** Goal **
All entries should be output exactly as they stand.
++++++++++++++++++++
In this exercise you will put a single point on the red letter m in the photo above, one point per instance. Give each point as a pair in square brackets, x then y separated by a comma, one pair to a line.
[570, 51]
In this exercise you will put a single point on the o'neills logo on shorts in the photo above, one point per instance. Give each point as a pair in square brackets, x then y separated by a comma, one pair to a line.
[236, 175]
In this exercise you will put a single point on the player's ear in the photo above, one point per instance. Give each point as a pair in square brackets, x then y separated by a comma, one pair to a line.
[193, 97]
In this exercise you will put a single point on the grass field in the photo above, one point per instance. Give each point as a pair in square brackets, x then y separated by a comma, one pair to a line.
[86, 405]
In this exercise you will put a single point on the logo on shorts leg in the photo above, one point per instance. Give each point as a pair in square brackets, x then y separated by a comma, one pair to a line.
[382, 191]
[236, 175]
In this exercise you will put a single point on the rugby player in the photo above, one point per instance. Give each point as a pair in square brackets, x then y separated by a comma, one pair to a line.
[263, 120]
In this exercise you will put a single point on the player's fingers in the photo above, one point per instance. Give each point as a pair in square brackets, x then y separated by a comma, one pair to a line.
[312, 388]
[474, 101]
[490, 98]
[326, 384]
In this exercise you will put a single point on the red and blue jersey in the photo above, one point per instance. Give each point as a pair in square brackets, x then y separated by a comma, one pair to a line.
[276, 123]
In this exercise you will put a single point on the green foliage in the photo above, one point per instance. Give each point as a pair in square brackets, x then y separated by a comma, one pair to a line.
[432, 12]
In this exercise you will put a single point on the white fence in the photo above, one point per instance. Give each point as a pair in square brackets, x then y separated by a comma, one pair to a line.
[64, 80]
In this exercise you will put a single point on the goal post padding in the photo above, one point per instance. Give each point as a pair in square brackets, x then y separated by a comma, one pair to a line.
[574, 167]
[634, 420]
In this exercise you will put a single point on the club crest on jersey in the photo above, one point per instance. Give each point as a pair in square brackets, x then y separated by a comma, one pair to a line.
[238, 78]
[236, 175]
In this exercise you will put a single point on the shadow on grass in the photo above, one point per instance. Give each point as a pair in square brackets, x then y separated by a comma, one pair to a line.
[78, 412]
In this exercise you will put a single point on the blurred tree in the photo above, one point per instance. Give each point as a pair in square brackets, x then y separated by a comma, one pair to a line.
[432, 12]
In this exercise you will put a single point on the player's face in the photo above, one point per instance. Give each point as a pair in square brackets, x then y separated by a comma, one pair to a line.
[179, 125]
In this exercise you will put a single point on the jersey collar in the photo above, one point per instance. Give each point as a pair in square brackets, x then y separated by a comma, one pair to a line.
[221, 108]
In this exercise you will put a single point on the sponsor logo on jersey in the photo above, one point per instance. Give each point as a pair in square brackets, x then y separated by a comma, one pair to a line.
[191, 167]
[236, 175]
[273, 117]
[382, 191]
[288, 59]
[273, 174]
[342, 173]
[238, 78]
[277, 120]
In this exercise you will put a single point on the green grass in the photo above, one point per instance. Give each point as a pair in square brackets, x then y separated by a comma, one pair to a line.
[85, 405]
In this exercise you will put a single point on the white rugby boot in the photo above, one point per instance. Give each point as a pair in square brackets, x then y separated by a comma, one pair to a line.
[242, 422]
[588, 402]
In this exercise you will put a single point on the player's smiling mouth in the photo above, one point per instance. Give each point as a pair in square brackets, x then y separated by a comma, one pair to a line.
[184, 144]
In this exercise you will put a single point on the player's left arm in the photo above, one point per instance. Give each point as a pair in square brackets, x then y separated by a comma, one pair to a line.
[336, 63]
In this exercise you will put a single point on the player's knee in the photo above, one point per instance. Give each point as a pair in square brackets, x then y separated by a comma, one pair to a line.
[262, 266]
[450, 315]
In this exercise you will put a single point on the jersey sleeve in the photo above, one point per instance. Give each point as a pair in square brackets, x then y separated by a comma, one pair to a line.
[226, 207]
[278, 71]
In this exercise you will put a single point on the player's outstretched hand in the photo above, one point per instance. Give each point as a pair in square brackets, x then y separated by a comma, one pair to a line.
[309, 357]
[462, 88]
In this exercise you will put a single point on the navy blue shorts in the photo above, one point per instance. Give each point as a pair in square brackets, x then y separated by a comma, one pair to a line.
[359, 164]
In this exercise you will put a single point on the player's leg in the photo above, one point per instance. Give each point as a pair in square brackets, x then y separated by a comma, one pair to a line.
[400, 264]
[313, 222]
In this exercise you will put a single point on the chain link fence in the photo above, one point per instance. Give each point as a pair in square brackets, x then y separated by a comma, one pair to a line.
++++++++++++++++++++
** Final answer **
In this exercise you will put a single point on the red letter m in the photo above, one point per instance. Give each point as a pair in square brackets, x then y separated by a comma, one pair to a line.
[570, 51]
In this exercise you will put a single point on the o'neills logo on shorts in the photo above, one point per instance. Give each point as a pair in square brackets, x then y separated by a comma, one pair to a line.
[236, 175]
In this exercise you will put a single point on the player's ear in the photo above, one point per instance. Give each point as a pair in square brackets, x then y separated by a comma, one pair to a line.
[193, 97]
In this exercise you will put a single point on the grass field in the photo above, one point per instance. Give each point as a pair in square brackets, x then y separated by a comma, one pair to a line.
[86, 405]
In this exercise you will put a single point on the logo on shorts leg in the photo above, one point per instance. Give each point as a pair in square brackets, x then y separated by a comma, one pair to a line.
[382, 191]
[236, 175]
In this exercise you will put a single point on the rugby player in the photo above, one point per instance. Give each point as a pair in square brackets, x then y separated by a comma, one pair to a line.
[263, 120]
In this exercise you will put a single point on the player's fingers in the photo above, one point per instance. Give each point as a pair in square brackets, x then y separated by a comma, one pair to a line.
[312, 388]
[474, 101]
[490, 98]
[326, 384]
In this exercise you will put a single point on the red and blue jersey in the photo above, one point per instance. Give each point as a pair in square brackets, x then y separated by a comma, one pair to a line.
[276, 123]
In this exercise you will put a single point on the green foliage in the photo above, one point per instance. Give each point as a pair in square brackets, x then y separated by a comma, one pair to a line.
[432, 12]
In this exercise you will put a single point on the white fence in the photo above, one point per instance. Give each point as a pair in square brackets, x then y separated by a comma, one pair to a line.
[64, 80]
In this exercise you will put a single point on the goal post padding in the photo above, one point per instance. Give each point as a pair in square brackets, x then y separated by a comma, one pair to a line.
[574, 167]
[634, 420]
In this exercise you will put a single point on the club crest on jersey in the photo above, one point per instance. Give each point as a pair in square brackets, x then y separated by a comma, one pair to a line.
[238, 78]
[236, 175]
In this exercise you will put a single point on the shadow on grass in the photo above, one point per instance. Give each point as a pair in square brackets, x then y separated by a comma, one pair to a line.
[78, 412]
In this exercise you will put a single point on the blurred tree in the photo above, one point per instance. Give each point as a pair in square brackets, x then y separated by a comma, one pair to a line.
[432, 12]
In this exercise you will put a single point on the player's face in the photo above, one point per instance. Give each point as a pair in square brackets, x then y separated by a comma, one pair to a line.
[179, 125]
In this exercise you will put a single point on the jersey collar in the photo above, one point per instance. Give each point as a pair in square brackets, x then y separated by a comma, one pair to a line.
[221, 108]
In this exercise you will put a single point on the sponsor logo on jersey in the photo above, one point per instance. Give each point as a pair in square brackets, x then y separated by a comma, one pair to a line.
[191, 167]
[236, 175]
[273, 117]
[382, 191]
[288, 59]
[273, 174]
[342, 173]
[238, 78]
[277, 120]
In this exercise you will put a single point on the green grass in the photo above, one point per instance. Give each point as a pair in square brackets, x then y separated by a comma, one pair to a line.
[85, 405]
In this exercise you will put a single point on the white rugby boot in the photo above, one point per instance. Give each point as a pair in square brackets, x then y separated by a comma, one pair to a line.
[242, 422]
[588, 402]
In this exercise you will put a single point on the player's smiling mouth in the photo above, one point per instance. Give each point as a pair in square brackets, x then y separated by a comma, one pair to a line.
[184, 144]
In this exercise you will put a single point on the player's left arm in the photo above, one point per instance. Give each point as a pair in square brackets, x then y separated by a comma, one pair to a line.
[336, 63]
In this exercise you will put a single point on the player's knee in the photo above, one point per instance. Give each point as a pair in square brackets, x then y separated by a comma, one pair to a line.
[262, 266]
[450, 315]
In this exercise you will put a single point on the jersey sleeve in the photo above, one point per instance. Give each point as a pair in square brackets, x then y separated by a comma, one pair to a line.
[226, 207]
[278, 71]
In this exercise you will put a single point on the player's outstretched hand in the photo above, one point per instance. Give each point as a pair in square brackets, x then y separated by a comma, one pair to a line.
[309, 357]
[462, 88]
In this exercise you will put a single point on the navy blue shorts in the photo above, one point per instance. Give each point as a pair in square brackets, x then y separated by a comma, one pair to a line.
[359, 164]
In this exercise you will put a single point on the player's leg in the photo above, one point per instance. Give each point as a pair in square brackets, x then y separated by a comma, one pair to a line.
[400, 264]
[313, 222]
In this exercise you will put a single point on the chain link fence in the photo above, one point per instance. Give each point as a pair in square brackets, x then y separated by a comma, one pair to a line.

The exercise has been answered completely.